**Prompt 1:**
Answer these about the C++ Distance class exercise, one line each:
(a) What message does the `input()` function of the first program print before reading values?
(b) What output line does the first program show after the inputs 3 8 and 4 9?
(c) Which two data members does the second program declare under `private:`?
**Prompt 2:** Resume the C++ Distance class exercise from its last line.

Exercise -1(Classes Objects)
Creating objects of DISTANCE class
Aim: Create a Distance class with, feet and inches as data members , member function to input distance , member function to output distance, member function to add two distance objects. To write a main function to create objects of DISTANCE class. Input two distances and output the sum
Program:
#include<iostream>
using namespace std;
class DISTANCE
{
public:
int feet,inch,x,y,z;
void input()
{
cout<<"enter feet and inches:"<<"\n";
cin>>feet>>inch;
}
void show()
{
cout<<"The distance is "; cout<<feet<<" feet "<<inch<<" inch\n";
}
// function object as argument
void sum(Distance x,Distance y)
{
feet=x.feet+y.feet;
inch=x.inch+y.inch;
if(inch>=12)
{
feet=feet+1;
inch=inch-12;
}
}
};
int main()
{
DISTANCE x,y,z;
x.input();
y.input();
z.sum(x,y);
z.show();
}
Input and Output:
enter feet and inches: 3 8
enter feet and inches: 4 9
The distance is 8 feet 5 inch
Use of Constructors and Destructors
Aim: To write a C++ Program to illustrate the use of Constructors and Destructors (use the above program.)
Program:
#include <iostream>
using namespace std;
class Distance
{
private:
int feet;
int inches;
public:
Distance() {}
Distance(int f, int i)
{
feet = f;
inches = i;
}
void get_distance()

**Given information:**

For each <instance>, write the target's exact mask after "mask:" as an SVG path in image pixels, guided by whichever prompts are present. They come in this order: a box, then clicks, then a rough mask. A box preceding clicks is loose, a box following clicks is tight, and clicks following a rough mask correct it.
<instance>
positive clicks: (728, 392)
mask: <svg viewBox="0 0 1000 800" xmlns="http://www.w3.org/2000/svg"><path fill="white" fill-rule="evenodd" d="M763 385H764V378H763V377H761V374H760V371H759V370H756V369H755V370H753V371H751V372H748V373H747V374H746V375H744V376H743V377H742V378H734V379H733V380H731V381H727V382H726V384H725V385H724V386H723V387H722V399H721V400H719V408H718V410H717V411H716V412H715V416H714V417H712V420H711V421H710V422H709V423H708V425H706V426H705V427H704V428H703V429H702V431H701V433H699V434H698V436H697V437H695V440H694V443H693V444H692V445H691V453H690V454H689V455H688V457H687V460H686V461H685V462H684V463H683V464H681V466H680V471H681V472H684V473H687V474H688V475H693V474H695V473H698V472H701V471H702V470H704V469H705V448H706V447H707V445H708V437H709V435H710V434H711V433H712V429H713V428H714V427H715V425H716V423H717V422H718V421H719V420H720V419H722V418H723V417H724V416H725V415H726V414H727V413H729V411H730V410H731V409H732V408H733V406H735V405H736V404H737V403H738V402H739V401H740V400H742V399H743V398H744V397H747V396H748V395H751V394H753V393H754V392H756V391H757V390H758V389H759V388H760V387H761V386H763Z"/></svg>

**Output 1:**
(a) enter feet and inches:
(b) The distance is 8 feet 5 inch
(c) feet and inches

**Output 2:**
{
cout<<"Distance is feet= "<<feet<<", inches= "<<inches<<endl;
}
void add(Distance &d1, Distance &d2)
{
feet = d1.feet + d2.feet;
inches = d1.inches + d2.inches;
feet = feet + (inches / 12);
inches = inches % 12;
}
~Distance()
{
cout<<"Distance object destroyed"<<endl;
}
};
int main()
{
int f1, in1, f2, in2;
cout<<"Enter feet: ";
cin>>f1;
cout<<"Enter inches: ";
cin>>in1;
cout<<"Enter feet: ";
cin>>f2;
cout<<"Enter inches: ";
cin>>in2;
Distance d1(f1, in1);
Distance d2(f2, in2);
Distance d3;
d3.add(d1, d2);
d3.get_distance();
return 0;
}
Input and Output:
Enter feet: 3
Enter inches: 8
Enter feet: 4
Enter inches: 9
Distance is feet= 8, inches= 5 Distance object destroyed Distance object destroyed Distance object destroyed
Function Overloading
Aim: To write a program for illustrating function overloading in adding the distance between objects (use the above problem)
Program:
#include <iostream>
using namespace std;
class Distance
{
private:
int feet;
int inches;
public:
void set_distance()
{
cout<<"Enter feet: ";
cin>>feet;
cout<<"Enter inches: ";
cin>>inches;
}
void get_distance()
{
cout<<"Distance is feet= "<<feet<<", inches= "<<inches<<endl;
}
void add(Distance d1, Distance d2)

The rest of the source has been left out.